• [Texto]
»»
As grandes expressões desta cultura foram a ousadia na aventura e na criatividade, a atração pela universalidade e pelo desconhecido, o fácil contacto com os outros povos e culturas.

A composição do território nacional, cuja origem foi marcada pelo espírito de cruzada e de reconquista cristã, não facilita a unidade cultural. Um dos sinais deste facto é a dificuldade ancestral de construir uma unidade como povo. É célebre a análise do governador romano já no século terceiro da nossa era: “Não compreendo este povo, nem se governa, nem se deixa governar”.

A marca do catolicismo na cultura portuguesa foi constante desde o início da nacionalidade. Vale a pena referir duas expressões institucionais: o ardor missionário, sempre presente na epopeia dos descobrimentos e as relações do Estado Português com a Igreja, expressas na forte relação com o Papa, na colaboração estrutural das grandes ordens religiosas, e na oficialização do catolicismo como religião oficial da Nação Portuguesa.
««
• [Entradas fornecidas]
»»
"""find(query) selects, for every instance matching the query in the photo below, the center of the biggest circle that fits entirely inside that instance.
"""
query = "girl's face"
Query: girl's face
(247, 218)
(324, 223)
««
• [Ações a realizar]
A – Transcreva novamente todas as entradas, pedidos incluídos, deslocando as coordenadas das respostas: some 131 a cada número.
B – Prossiga o texto sobre a cultura portuguesa e o catolicismo a partir do ponto em que termina.
O texto e as entradas têm origens diferentes.

• [Conjunto de respostas]
A –
"""find(query) selects, for every instance matching the query in the photo below, the center of the biggest circle that fits entirely inside that instance.
"""
query = "girl's face"
Query: girl's face
(378, 349)
(455, 354)

B –
5. A componente que mais influenciou a cultura foi, sem dúvida, o ardor missionário, que se manteve vivo mesmo depois da viragem, anunciada já na segunda metade do séc. XIX e confirmada com a revolução republicana e a lei da separação da Igreja e do Estado. Esta lei, inaceitável e agressiva na sua primeira expressão, abre para uma evolução cultural tanto no Estado como na própria Igreja: o princípio da laicidade do Estado, hoje presente na Constituição da República Portuguesa e aceite pela Concordata, abre o horizonte para a liberdade religiosa, para o respeito pela dignidade de todas as religiões sérias e a garantia de que o Estado, ao serviço de todos os portugueses, na sua variedade, não se identifica com nenhum credo religioso. No caso da Igreja esta perspetiva, depois de uma evolução ao ritmo dos acontecimentos, foi consagrada pelo Concílio Vaticano II.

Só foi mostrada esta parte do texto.